Your goal | Give back, unaltered, the lines from the one with "Phrase: white tent wall" to the end of the material, omitting pictures.

Input data |
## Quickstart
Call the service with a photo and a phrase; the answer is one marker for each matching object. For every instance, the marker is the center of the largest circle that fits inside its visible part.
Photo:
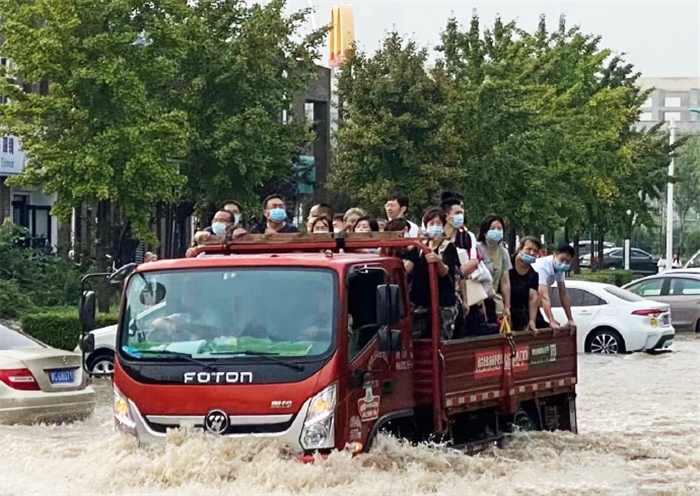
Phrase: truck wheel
(525, 420)
(101, 363)
(605, 341)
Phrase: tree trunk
(601, 246)
(575, 266)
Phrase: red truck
(307, 339)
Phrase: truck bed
(478, 372)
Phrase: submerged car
(39, 383)
(612, 320)
(641, 262)
(678, 288)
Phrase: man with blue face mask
(552, 269)
(276, 217)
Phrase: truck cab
(307, 340)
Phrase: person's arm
(566, 303)
(534, 308)
(546, 303)
(505, 292)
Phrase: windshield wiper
(178, 354)
(263, 354)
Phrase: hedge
(60, 328)
(616, 277)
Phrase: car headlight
(122, 412)
(319, 426)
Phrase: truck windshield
(214, 314)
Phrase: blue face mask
(495, 235)
(278, 215)
(434, 231)
(218, 227)
(561, 267)
(527, 258)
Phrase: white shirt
(414, 231)
(545, 271)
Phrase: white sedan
(612, 320)
(39, 383)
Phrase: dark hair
(566, 248)
(272, 197)
(486, 225)
(230, 214)
(433, 212)
(373, 225)
(231, 202)
(323, 218)
(530, 239)
(448, 195)
(396, 225)
(447, 204)
(399, 198)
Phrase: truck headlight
(319, 426)
(122, 412)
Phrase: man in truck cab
(549, 270)
(276, 217)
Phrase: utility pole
(669, 203)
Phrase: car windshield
(219, 314)
(11, 340)
(623, 294)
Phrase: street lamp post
(669, 204)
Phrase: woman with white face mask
(497, 261)
(443, 256)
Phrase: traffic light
(342, 33)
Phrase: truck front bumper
(147, 435)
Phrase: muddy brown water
(639, 424)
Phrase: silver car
(39, 383)
(680, 289)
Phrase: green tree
(109, 122)
(391, 135)
(244, 65)
(687, 189)
(148, 103)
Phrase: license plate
(62, 376)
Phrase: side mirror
(87, 343)
(388, 304)
(120, 275)
(87, 311)
(388, 340)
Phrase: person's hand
(532, 327)
(556, 327)
(433, 258)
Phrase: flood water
(639, 424)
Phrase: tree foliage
(538, 127)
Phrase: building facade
(671, 100)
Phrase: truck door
(376, 386)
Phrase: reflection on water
(639, 423)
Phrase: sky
(660, 37)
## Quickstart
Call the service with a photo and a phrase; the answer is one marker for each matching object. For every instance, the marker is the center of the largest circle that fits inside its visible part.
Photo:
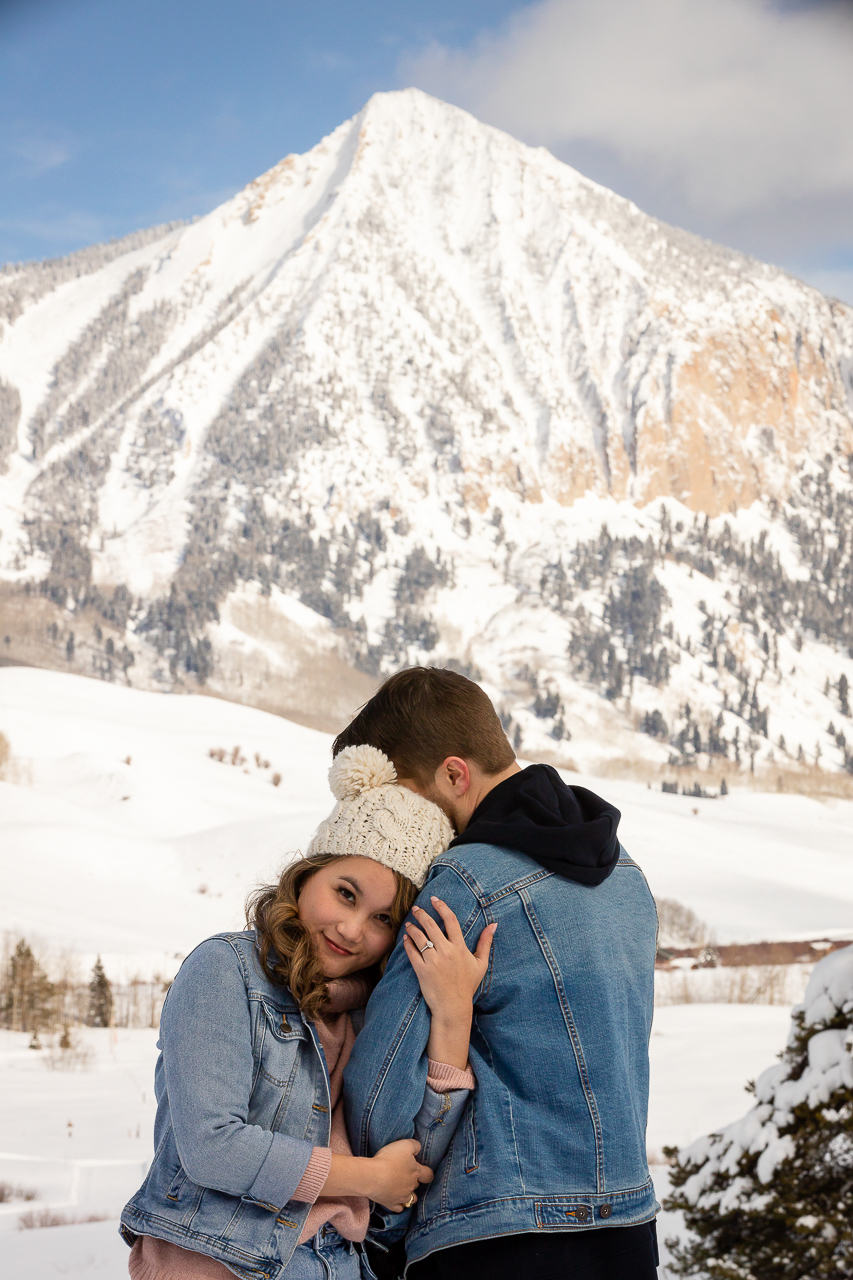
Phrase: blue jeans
(328, 1257)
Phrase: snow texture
(383, 401)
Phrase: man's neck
(478, 791)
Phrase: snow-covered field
(140, 860)
(702, 1056)
(103, 855)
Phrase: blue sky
(726, 117)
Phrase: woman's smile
(334, 947)
(350, 899)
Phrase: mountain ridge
(402, 382)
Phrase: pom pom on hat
(360, 768)
(374, 817)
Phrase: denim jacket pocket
(281, 1040)
(471, 1148)
(281, 1047)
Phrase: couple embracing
(428, 1052)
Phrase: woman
(252, 1173)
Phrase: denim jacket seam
(386, 1066)
(573, 1036)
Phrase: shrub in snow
(771, 1196)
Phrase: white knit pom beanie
(377, 818)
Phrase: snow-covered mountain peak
(379, 406)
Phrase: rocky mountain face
(425, 393)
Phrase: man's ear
(454, 772)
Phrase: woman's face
(346, 908)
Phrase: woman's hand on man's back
(448, 976)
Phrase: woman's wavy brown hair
(286, 952)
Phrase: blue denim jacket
(242, 1095)
(553, 1136)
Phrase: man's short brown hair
(423, 714)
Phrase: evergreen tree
(771, 1196)
(27, 997)
(100, 997)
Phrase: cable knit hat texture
(377, 818)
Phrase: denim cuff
(282, 1170)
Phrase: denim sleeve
(436, 1123)
(386, 1078)
(209, 1069)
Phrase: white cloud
(725, 105)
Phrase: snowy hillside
(425, 393)
(122, 835)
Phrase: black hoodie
(566, 830)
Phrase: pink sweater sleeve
(443, 1078)
(315, 1175)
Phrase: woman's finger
(411, 951)
(484, 944)
(430, 927)
(451, 924)
(415, 936)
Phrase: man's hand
(395, 1174)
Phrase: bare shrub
(679, 926)
(35, 1219)
(735, 984)
(10, 1192)
(67, 1052)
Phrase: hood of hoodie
(570, 831)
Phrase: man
(547, 1174)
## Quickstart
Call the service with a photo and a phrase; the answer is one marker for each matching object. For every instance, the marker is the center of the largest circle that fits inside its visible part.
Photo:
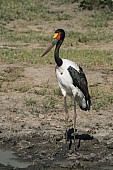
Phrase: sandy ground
(32, 121)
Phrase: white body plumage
(65, 82)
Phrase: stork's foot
(71, 135)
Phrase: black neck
(58, 60)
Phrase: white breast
(63, 77)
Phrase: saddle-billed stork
(71, 79)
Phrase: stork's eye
(57, 36)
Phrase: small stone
(41, 116)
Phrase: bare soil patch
(34, 127)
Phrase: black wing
(80, 81)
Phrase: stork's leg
(66, 118)
(75, 116)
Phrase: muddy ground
(32, 121)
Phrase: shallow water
(7, 157)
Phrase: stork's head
(59, 35)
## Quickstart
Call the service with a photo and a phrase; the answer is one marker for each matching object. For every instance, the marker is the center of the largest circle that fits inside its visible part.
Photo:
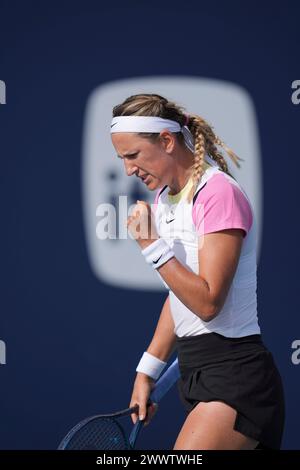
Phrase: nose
(130, 167)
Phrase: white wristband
(158, 253)
(151, 365)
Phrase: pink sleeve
(221, 205)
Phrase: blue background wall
(65, 357)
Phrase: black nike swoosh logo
(154, 262)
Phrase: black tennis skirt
(240, 372)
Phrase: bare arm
(164, 339)
(161, 346)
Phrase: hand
(141, 224)
(143, 386)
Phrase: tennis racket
(105, 432)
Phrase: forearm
(164, 339)
(191, 289)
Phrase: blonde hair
(205, 140)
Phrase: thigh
(209, 426)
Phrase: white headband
(151, 124)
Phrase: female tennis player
(200, 238)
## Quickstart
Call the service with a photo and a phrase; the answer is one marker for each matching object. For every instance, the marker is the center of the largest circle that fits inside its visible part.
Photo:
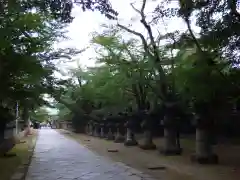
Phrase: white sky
(85, 23)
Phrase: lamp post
(17, 112)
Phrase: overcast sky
(85, 23)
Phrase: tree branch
(144, 41)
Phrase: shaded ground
(8, 165)
(59, 158)
(177, 167)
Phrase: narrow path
(59, 158)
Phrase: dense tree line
(140, 82)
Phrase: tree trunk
(204, 153)
(102, 134)
(110, 135)
(170, 142)
(130, 138)
(148, 141)
(119, 137)
(2, 130)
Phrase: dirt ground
(177, 167)
(10, 164)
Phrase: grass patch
(10, 164)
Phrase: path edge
(22, 170)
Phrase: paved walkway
(59, 158)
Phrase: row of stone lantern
(113, 131)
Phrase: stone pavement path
(59, 158)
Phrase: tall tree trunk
(119, 137)
(148, 136)
(110, 135)
(204, 153)
(130, 138)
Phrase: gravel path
(59, 158)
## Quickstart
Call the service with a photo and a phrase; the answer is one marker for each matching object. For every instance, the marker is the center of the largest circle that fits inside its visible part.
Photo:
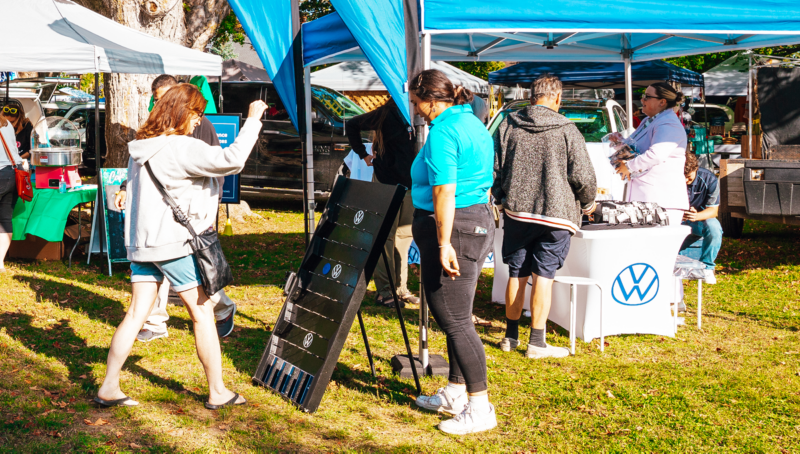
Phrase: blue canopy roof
(596, 74)
(578, 30)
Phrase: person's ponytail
(462, 96)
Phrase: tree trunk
(190, 23)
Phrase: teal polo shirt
(458, 151)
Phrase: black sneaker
(225, 326)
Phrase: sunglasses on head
(645, 97)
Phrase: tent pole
(750, 106)
(628, 91)
(309, 150)
(98, 209)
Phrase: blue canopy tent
(596, 74)
(579, 31)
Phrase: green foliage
(704, 62)
(230, 30)
(479, 68)
(314, 9)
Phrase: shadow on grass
(62, 343)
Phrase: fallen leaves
(99, 422)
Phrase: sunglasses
(645, 97)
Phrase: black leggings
(8, 198)
(450, 301)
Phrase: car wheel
(731, 227)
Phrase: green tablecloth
(46, 215)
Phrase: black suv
(276, 160)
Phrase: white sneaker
(470, 421)
(547, 352)
(146, 335)
(443, 402)
(508, 344)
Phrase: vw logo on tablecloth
(635, 285)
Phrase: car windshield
(336, 102)
(591, 121)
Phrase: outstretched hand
(257, 109)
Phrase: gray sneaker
(508, 344)
(547, 352)
(146, 335)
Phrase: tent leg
(629, 91)
(309, 161)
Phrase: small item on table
(623, 149)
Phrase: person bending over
(393, 153)
(158, 246)
(224, 308)
(454, 230)
(706, 238)
(543, 180)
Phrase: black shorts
(530, 248)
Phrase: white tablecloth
(634, 267)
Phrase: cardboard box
(37, 249)
(745, 141)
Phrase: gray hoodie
(543, 173)
(188, 169)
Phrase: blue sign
(227, 127)
(635, 285)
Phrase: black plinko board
(324, 298)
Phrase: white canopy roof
(729, 78)
(360, 76)
(59, 35)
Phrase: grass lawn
(733, 386)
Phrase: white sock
(455, 390)
(480, 403)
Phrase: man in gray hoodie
(544, 181)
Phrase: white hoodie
(188, 169)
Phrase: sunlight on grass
(731, 386)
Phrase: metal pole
(750, 99)
(309, 150)
(424, 318)
(629, 90)
(402, 323)
(97, 156)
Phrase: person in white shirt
(8, 184)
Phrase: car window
(592, 122)
(336, 103)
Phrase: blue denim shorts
(182, 273)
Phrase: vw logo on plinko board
(635, 285)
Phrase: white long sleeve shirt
(663, 182)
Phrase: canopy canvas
(360, 76)
(59, 35)
(596, 74)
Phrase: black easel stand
(402, 327)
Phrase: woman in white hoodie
(158, 246)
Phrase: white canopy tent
(59, 35)
(729, 78)
(360, 76)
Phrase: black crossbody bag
(214, 269)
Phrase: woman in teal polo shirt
(454, 230)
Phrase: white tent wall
(59, 35)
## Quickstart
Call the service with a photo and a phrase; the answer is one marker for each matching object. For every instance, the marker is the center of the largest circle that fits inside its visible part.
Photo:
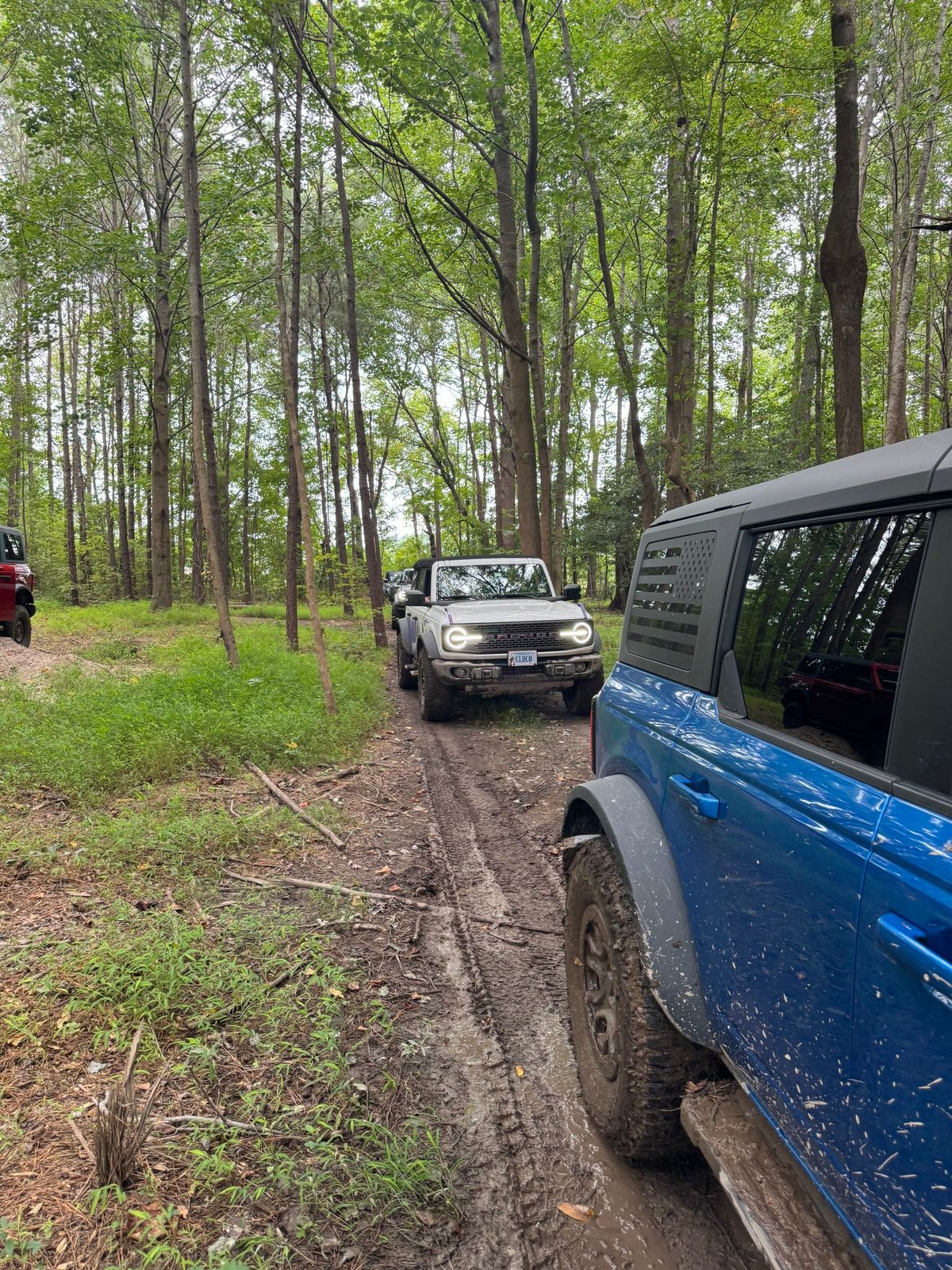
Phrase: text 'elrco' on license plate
(522, 657)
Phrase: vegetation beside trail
(121, 810)
(171, 705)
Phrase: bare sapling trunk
(289, 338)
(842, 256)
(537, 368)
(201, 403)
(896, 416)
(371, 540)
(649, 495)
(518, 398)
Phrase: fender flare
(23, 596)
(404, 635)
(431, 647)
(617, 808)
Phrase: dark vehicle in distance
(17, 586)
(397, 596)
(393, 579)
(846, 695)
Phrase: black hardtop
(890, 474)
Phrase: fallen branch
(292, 806)
(332, 888)
(498, 935)
(516, 926)
(336, 776)
(80, 1138)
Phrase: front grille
(543, 637)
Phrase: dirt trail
(497, 798)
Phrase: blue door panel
(901, 1157)
(639, 715)
(774, 887)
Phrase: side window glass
(13, 549)
(822, 628)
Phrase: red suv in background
(17, 583)
(843, 694)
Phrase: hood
(475, 611)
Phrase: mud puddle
(495, 794)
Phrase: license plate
(522, 658)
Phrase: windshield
(520, 579)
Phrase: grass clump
(175, 975)
(88, 736)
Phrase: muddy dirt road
(495, 791)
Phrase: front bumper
(493, 677)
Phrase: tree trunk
(536, 344)
(896, 416)
(201, 404)
(289, 340)
(374, 575)
(67, 470)
(120, 418)
(334, 450)
(679, 317)
(842, 256)
(708, 484)
(649, 495)
(518, 398)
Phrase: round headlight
(456, 638)
(581, 633)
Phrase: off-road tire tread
(405, 677)
(639, 1113)
(436, 698)
(578, 698)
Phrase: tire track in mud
(493, 865)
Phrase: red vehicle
(846, 695)
(17, 582)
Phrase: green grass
(90, 736)
(247, 1003)
(213, 1013)
(155, 842)
(609, 628)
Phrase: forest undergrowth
(124, 810)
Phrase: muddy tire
(634, 1066)
(436, 698)
(578, 698)
(795, 714)
(405, 676)
(22, 628)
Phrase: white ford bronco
(493, 625)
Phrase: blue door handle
(908, 945)
(696, 791)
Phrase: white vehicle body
(492, 645)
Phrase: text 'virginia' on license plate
(522, 658)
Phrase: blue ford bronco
(759, 876)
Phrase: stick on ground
(333, 888)
(292, 806)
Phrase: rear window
(822, 629)
(668, 597)
(14, 549)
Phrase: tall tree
(842, 256)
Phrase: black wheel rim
(601, 986)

Answer to the problem |
Phrase: white tent wall
(59, 35)
## Quickstart
Call the service with a photo and a phrase; the answer is one marker for each matching object. For every instance, the marker is the center of the largest circle that fits inside its visible part.
Photo:
Phrase: text 'elrco' on license plate
(522, 657)
Phrase: vegetation beside trail
(121, 810)
(171, 705)
Phrase: bare sapling trunk
(289, 338)
(842, 256)
(537, 368)
(201, 403)
(896, 416)
(371, 540)
(649, 495)
(518, 398)
Phrase: fender flare
(23, 596)
(404, 635)
(431, 647)
(617, 808)
Phrase: dark vehicle in distance
(17, 586)
(397, 596)
(393, 579)
(846, 695)
Phrase: black hardtop
(890, 474)
Phrase: fallen branch
(292, 806)
(332, 888)
(498, 935)
(516, 926)
(336, 776)
(80, 1138)
Phrase: front grille
(543, 637)
Phrase: dirt trail
(497, 798)
Phrase: blue door panel
(901, 1157)
(639, 715)
(774, 887)
Phrase: side window glass
(13, 549)
(822, 628)
Phrase: red suv in background
(17, 583)
(843, 694)
Phrase: hood
(475, 611)
Phrase: mud puddle
(495, 794)
Phrase: license plate
(522, 658)
Phrase: windshield
(520, 579)
Phrase: grass clump
(175, 975)
(88, 736)
Phrase: muddy dirt road
(495, 791)
Phrase: front bumper
(493, 677)
Phrase: tree trunk
(536, 344)
(896, 416)
(201, 404)
(289, 340)
(374, 575)
(67, 470)
(120, 418)
(334, 450)
(679, 317)
(842, 256)
(708, 484)
(649, 495)
(518, 398)
Phrase: round headlight
(456, 638)
(581, 633)
Phrase: off-road tire tread
(405, 677)
(639, 1113)
(436, 698)
(578, 698)
Phrase: tire track in mud
(493, 865)
Phrase: red vehicle
(846, 695)
(17, 582)
Phrase: green grass
(90, 736)
(247, 1003)
(213, 1013)
(155, 842)
(609, 628)
Phrase: forest undergrowth
(124, 810)
Phrase: muddy tire
(634, 1066)
(436, 698)
(578, 698)
(795, 714)
(405, 676)
(22, 628)
Phrase: white ford bronco
(493, 625)
Phrase: blue door handle
(908, 945)
(696, 791)
Phrase: white vehicle body
(492, 645)
Phrase: text 'virginia' on license plate
(522, 658)
Phrase: blue ford bronco
(759, 876)
Phrase: stick on ground
(333, 888)
(292, 806)
Phrase: rear window
(822, 629)
(668, 597)
(14, 549)
Phrase: tall tree
(842, 256)
Phrase: black wheel rim
(601, 986)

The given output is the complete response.